_WHAT THE EXERCISE ASKS_
Each entry must be output once more without any change.

_TASK MATERIAL_
++++++++++++++++++++

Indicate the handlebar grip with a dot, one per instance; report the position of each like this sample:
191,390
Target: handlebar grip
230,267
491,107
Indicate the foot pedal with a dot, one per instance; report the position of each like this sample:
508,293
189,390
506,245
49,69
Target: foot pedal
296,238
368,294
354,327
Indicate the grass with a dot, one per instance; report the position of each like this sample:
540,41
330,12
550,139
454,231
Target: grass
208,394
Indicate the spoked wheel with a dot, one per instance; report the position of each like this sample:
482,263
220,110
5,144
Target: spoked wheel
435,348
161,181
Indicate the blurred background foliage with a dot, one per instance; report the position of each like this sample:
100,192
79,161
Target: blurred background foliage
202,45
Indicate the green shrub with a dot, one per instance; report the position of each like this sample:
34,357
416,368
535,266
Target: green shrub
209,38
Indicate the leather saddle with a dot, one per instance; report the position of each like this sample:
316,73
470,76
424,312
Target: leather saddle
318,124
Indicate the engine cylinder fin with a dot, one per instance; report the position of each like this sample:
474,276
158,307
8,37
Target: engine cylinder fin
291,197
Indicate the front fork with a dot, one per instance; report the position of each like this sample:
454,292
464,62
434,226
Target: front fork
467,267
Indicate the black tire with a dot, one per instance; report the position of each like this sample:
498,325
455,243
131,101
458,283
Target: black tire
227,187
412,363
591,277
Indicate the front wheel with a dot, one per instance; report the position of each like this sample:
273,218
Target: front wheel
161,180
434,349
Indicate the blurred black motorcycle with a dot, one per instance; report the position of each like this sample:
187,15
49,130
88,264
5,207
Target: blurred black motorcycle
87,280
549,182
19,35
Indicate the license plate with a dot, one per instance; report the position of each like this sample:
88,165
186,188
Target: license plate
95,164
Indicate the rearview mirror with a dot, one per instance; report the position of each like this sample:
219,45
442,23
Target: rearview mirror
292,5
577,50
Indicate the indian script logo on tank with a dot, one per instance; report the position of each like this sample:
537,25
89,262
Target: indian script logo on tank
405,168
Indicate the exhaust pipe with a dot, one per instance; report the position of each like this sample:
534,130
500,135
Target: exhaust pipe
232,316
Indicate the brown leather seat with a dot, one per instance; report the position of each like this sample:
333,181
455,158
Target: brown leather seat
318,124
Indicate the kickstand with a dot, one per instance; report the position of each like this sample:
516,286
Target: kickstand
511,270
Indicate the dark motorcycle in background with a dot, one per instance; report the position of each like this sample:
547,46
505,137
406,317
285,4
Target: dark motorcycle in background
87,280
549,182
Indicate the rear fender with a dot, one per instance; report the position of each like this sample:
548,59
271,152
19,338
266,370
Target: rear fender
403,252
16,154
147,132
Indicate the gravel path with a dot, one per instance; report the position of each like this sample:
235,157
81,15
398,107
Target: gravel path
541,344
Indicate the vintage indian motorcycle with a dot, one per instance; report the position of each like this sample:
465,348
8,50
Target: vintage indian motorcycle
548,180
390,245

++++++++++++++++++++

_EXPECTED ANSWER_
Indicate the handlebar grip with a dot, one per instance; report the position of each like this sample:
191,390
Target: handlebar grip
230,267
491,107
Indicate the foot pedal with a dot, one per instance; report the position of each like this sample:
508,293
189,390
506,245
49,69
Target: foot pedal
296,238
368,294
354,327
Indicate the grass with a dot, one per instance; report the position of each like this sample:
540,41
330,12
550,139
454,231
Target: grass
208,394
Indicate the spoked wheel with a dot, one per instance; report the position of each like this sample:
482,263
220,110
5,144
Target: spoked wheel
435,348
161,181
Indicate the blurred background foliage with a dot, one per instance; report the position of each like this sample:
100,192
79,161
Target: blurred background foliage
202,45
Indicate the green shrub with a dot, one per instance; report the position of each like this sample:
34,357
416,368
535,266
Target: green shrub
209,38
Indicate the leather saddle with a dot, one per instance; report the position of each like this sample:
316,73
470,76
424,312
Target: leather saddle
318,124
Indicate the engine cylinder fin with a dot, one per instance; report the position of each like this sample:
474,276
158,307
8,37
Target: engine cylinder fin
291,197
Indicate the front fork with a dot, one per instance; report the position of each like this sample:
454,292
464,62
434,226
Target: front fork
467,267
Indicate the black tire with a dot, one per instance; report the position of each like this sample:
498,325
455,243
131,101
458,283
Target: black tire
227,187
412,363
591,277
Indicate the front wheel with a dot, one per instance; report the position of each like this sample:
273,218
Target: front wheel
161,180
434,349
Indicate the blurred black motorcycle with a dot, one per instance; report the position of each like this sample:
187,15
49,130
88,264
5,207
Target: blurred black motorcycle
87,280
549,182
19,35
Indicate the license plate with a dot, one per instance; report the position of each like this sample:
88,165
186,188
Target: license plate
95,164
Indicate the rearview mirror with a dot, one per instance; report the position of each like this sample:
219,45
442,23
Target: rearview mirror
292,5
577,50
Indicate the indian script logo on tank with a dot, one per instance; report the position of each like this sample:
537,25
89,262
Target: indian script logo on tank
405,168
Indicate the exhaust pipe with a dot, one per instance; report the position of each like this sample:
534,130
500,135
Target: exhaust pipe
232,316
Indicate the brown leather seat with a dot, one per instance; report the position of each like this sample:
333,181
455,158
Target: brown leather seat
318,124
Indicate the kickstand with a dot, one per instance; report the position of each like this sample:
516,286
Target: kickstand
511,270
Indicate the dark motorcycle in background with a dot, one per instance; report the position of each like this sample:
547,46
505,137
406,317
285,4
Target: dark motorcycle in background
87,280
549,182
Indicate the rear fender with a dot, one per instance; report the position of each like this sample:
548,59
271,152
19,338
266,370
Target: rear fender
403,252
16,154
147,132
Indicate the gravel path with a dot, one per instance; report the position of each like this sample:
235,157
81,15
398,107
Target: gravel path
541,344
Indicate the vintage indian motorcycle with a dot, one per instance; report the position of each like this sample:
465,348
8,50
Target: vintage indian motorcycle
548,180
390,245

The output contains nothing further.